● **Problem requirements**: Locate each line in the entries that contains the word "black", with case counting, and copy those lines.

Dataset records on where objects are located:
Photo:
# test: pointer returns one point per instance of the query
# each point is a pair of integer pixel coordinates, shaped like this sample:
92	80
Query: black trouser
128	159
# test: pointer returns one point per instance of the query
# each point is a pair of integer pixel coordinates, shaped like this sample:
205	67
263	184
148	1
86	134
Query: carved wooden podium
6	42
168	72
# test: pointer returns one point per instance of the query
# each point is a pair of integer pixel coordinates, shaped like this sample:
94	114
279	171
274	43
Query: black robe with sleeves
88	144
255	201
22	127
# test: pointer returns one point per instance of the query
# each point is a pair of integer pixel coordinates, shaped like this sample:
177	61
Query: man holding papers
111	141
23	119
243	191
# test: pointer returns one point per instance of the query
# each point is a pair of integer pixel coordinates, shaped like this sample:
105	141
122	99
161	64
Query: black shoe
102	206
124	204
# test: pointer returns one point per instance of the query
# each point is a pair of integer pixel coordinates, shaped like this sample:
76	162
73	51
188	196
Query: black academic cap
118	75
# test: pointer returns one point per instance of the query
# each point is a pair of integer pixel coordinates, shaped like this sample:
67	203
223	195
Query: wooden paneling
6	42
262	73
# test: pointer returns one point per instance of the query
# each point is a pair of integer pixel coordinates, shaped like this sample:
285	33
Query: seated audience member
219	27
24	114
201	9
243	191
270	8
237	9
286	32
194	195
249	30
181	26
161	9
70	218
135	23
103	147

* * *

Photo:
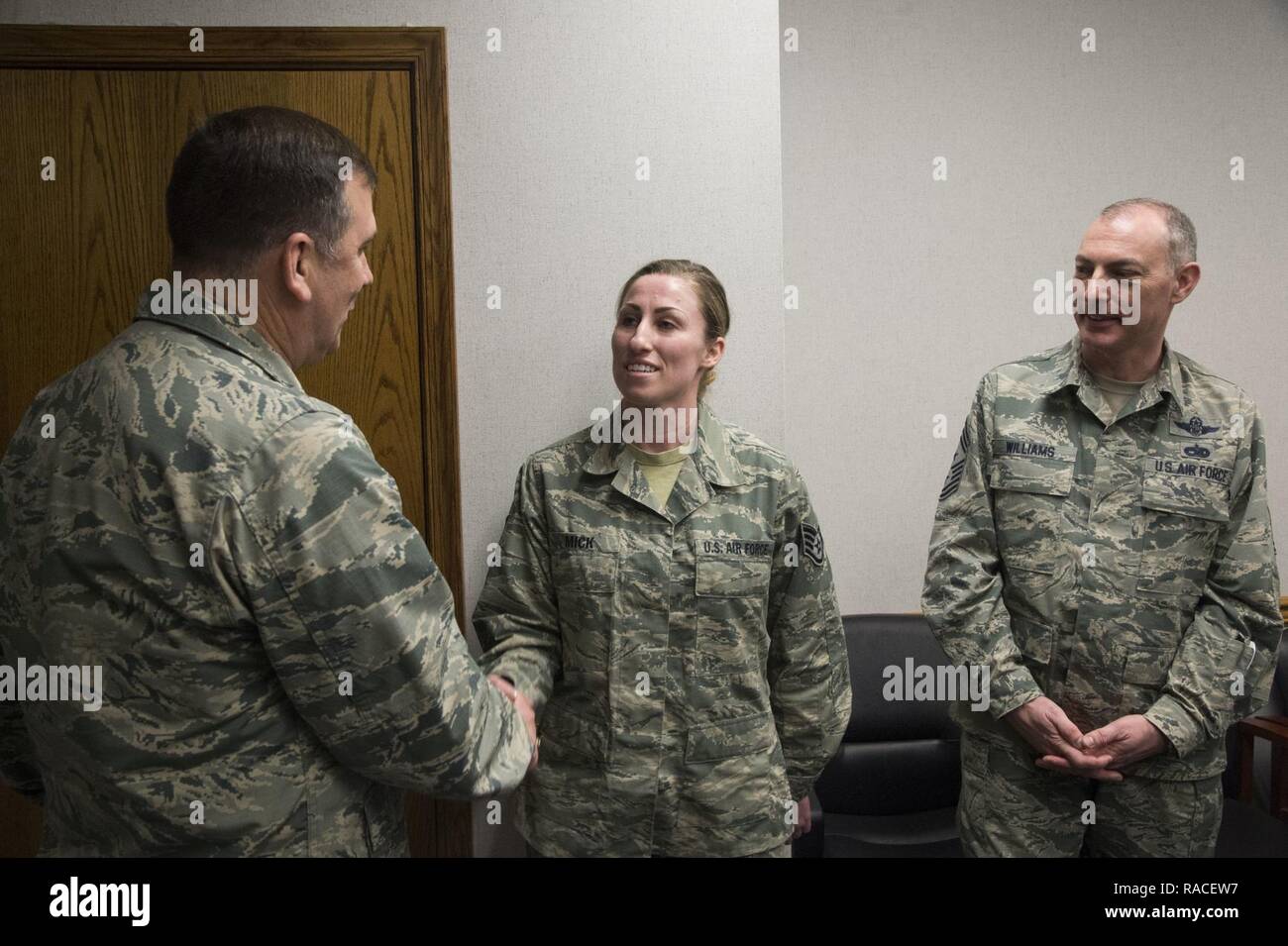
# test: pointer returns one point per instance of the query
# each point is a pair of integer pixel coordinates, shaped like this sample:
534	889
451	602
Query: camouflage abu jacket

● **The response**:
Query: black trouser
Query: black robe with sleeves
Query: black shoe
Query: black academic cap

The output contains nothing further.